## Data supplied
____________________
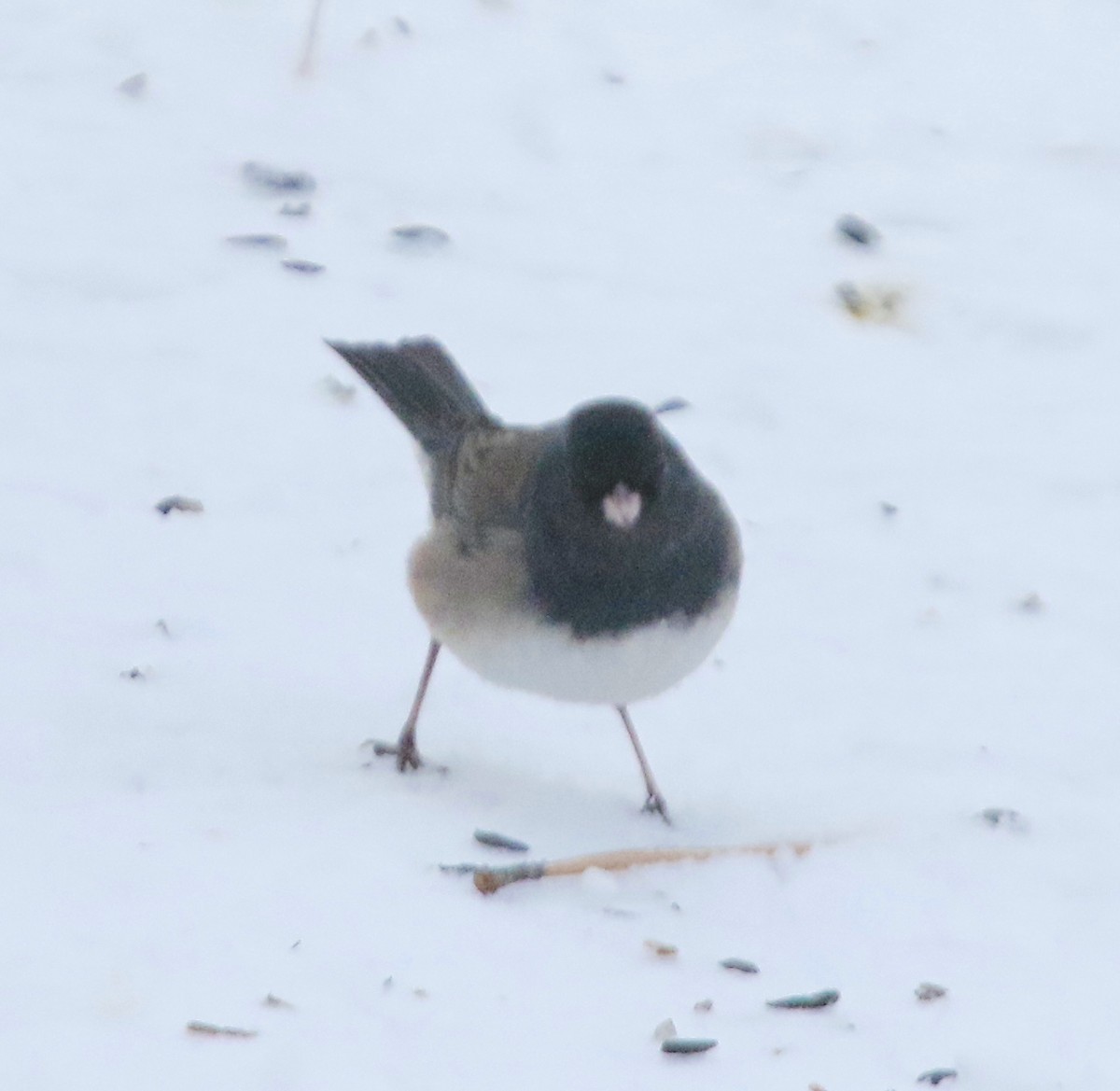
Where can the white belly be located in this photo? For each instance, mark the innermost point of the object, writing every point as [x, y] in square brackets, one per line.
[476, 606]
[525, 654]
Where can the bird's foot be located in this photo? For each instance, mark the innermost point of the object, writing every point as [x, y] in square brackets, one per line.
[406, 753]
[655, 804]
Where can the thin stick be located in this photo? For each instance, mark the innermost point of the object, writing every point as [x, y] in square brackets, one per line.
[311, 40]
[490, 880]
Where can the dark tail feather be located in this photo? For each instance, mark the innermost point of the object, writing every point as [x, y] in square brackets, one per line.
[423, 385]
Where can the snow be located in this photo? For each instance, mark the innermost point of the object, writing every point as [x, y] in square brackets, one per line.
[641, 201]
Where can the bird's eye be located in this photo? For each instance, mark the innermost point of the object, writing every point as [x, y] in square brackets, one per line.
[622, 507]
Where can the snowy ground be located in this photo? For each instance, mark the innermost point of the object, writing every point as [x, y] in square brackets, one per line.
[641, 200]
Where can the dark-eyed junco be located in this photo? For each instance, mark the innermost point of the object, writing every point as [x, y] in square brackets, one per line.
[585, 560]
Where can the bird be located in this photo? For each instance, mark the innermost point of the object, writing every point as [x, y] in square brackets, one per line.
[583, 560]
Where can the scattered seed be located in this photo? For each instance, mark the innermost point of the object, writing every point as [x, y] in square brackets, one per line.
[216, 1030]
[499, 841]
[742, 964]
[134, 87]
[275, 180]
[935, 1075]
[1002, 818]
[297, 264]
[822, 1000]
[688, 1045]
[420, 236]
[928, 991]
[857, 231]
[178, 504]
[868, 303]
[258, 242]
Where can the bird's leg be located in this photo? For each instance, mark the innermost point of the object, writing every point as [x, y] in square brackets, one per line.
[654, 801]
[404, 749]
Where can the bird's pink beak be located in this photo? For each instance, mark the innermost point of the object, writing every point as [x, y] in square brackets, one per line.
[622, 507]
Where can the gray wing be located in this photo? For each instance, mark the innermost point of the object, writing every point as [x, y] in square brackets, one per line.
[484, 486]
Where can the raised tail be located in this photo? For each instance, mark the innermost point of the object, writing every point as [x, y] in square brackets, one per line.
[423, 385]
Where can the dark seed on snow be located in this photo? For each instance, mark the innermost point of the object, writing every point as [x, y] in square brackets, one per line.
[259, 242]
[857, 231]
[935, 1075]
[420, 236]
[928, 991]
[499, 841]
[822, 1000]
[742, 964]
[134, 87]
[178, 504]
[688, 1045]
[277, 180]
[297, 264]
[1002, 818]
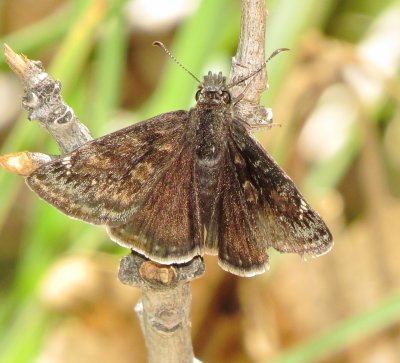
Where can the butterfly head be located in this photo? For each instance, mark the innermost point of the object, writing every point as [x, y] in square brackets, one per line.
[213, 90]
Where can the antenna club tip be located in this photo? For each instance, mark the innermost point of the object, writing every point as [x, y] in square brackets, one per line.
[157, 43]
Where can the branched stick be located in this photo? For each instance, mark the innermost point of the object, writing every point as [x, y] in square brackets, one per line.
[165, 305]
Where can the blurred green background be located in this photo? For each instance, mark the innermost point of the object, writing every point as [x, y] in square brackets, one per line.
[336, 97]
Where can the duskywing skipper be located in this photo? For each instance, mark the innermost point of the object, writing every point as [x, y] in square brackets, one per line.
[186, 183]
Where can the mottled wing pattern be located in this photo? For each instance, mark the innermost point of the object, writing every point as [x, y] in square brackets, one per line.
[233, 232]
[167, 228]
[285, 220]
[107, 180]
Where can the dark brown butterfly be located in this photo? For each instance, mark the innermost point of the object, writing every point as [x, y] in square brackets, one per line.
[186, 183]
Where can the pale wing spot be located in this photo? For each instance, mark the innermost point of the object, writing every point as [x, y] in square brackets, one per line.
[250, 192]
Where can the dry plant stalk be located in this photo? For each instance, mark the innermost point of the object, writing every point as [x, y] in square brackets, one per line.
[165, 305]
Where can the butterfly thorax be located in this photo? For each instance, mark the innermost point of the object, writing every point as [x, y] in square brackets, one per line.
[209, 127]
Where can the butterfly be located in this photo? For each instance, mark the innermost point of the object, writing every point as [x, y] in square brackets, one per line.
[184, 184]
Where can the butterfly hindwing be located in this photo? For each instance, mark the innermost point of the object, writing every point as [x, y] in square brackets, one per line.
[107, 180]
[167, 228]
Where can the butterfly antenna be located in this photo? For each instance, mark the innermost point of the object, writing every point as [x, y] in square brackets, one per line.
[274, 53]
[161, 45]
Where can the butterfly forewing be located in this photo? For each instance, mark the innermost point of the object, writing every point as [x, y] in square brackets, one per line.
[108, 179]
[233, 232]
[285, 220]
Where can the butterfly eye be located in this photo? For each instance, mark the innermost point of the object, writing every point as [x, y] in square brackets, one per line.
[198, 94]
[226, 96]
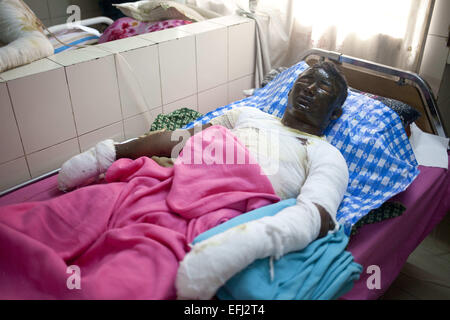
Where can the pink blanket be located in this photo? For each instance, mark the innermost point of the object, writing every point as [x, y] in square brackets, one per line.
[128, 236]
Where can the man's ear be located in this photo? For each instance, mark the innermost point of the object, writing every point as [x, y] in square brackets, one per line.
[337, 113]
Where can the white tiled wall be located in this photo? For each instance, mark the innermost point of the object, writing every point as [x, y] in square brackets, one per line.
[57, 107]
[43, 111]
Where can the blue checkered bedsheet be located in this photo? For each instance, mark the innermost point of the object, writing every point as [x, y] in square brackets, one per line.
[369, 135]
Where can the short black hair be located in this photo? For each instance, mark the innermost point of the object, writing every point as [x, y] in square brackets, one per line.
[332, 69]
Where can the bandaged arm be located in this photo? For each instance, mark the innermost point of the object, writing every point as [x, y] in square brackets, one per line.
[214, 261]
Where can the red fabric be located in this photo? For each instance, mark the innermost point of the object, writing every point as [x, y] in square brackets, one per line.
[129, 235]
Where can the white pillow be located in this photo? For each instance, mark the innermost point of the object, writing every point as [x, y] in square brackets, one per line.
[149, 11]
[22, 35]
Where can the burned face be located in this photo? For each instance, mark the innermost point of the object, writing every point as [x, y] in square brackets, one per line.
[313, 101]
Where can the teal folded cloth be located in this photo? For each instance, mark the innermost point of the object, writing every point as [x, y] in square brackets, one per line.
[321, 271]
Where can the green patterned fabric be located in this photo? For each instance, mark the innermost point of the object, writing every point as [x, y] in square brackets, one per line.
[388, 210]
[175, 120]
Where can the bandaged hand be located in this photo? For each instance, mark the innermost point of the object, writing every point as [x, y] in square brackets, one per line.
[86, 166]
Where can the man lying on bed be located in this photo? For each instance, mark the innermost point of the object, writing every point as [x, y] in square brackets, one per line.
[308, 168]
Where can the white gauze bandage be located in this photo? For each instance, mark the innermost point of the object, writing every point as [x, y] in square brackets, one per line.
[87, 166]
[214, 261]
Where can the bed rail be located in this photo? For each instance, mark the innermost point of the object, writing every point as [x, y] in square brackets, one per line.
[427, 96]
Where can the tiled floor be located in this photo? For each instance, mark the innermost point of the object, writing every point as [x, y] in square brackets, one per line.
[426, 275]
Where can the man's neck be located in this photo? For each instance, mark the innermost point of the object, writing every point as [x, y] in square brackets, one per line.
[302, 127]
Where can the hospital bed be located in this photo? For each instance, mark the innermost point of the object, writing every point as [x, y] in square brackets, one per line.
[386, 244]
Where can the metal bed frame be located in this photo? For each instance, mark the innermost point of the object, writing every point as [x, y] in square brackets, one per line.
[403, 77]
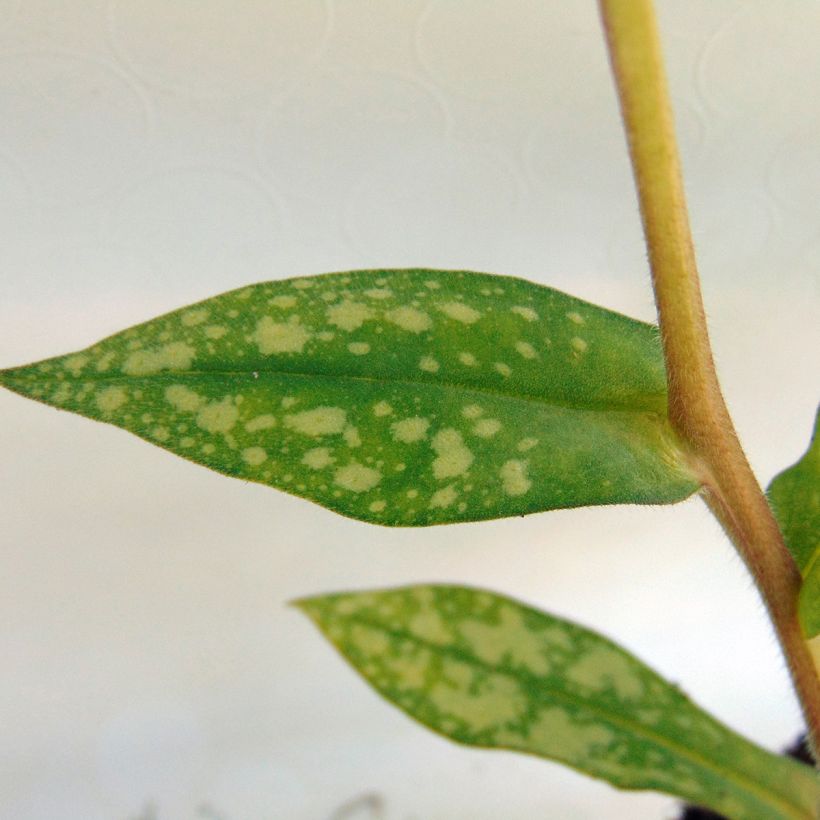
____________________
## Task goal
With the pictures omitted, print precisely the lines from the one with "Where can the white gauze" to the final line of the records, both included.

## Answer to this task
Where can the white gauze bandage be located in this photo? For each instance, mark the innermost point of the object, writing every point as [x, y] in square brackets, one per line.
[87, 166]
[214, 261]
Where can the bed rail be located in this photo? For each instance, mark the innermost point of the object, writing every point as [x, y] in square brackets, one per line.
[427, 96]
Where can the tiled floor be located in this photo? For each instance, mark the innermost point of the object, writing every point as [x, y] in square brackets, one per line.
[426, 275]
Where can the man's neck be located in this photo? For each instance, mark the innermost point of the object, writing every point as [x, y] in square brackets, one per line.
[302, 127]
Where can the hospital bed be located in this photo? For each instance, mark the innermost point of the object, writing every point as [x, y] in square brackets, one per line.
[386, 244]
Where can the metal bed frame be located in this photo? For each instance, mark the innermost point of the object, writing every point as [x, y] in square brackets, one per line.
[403, 77]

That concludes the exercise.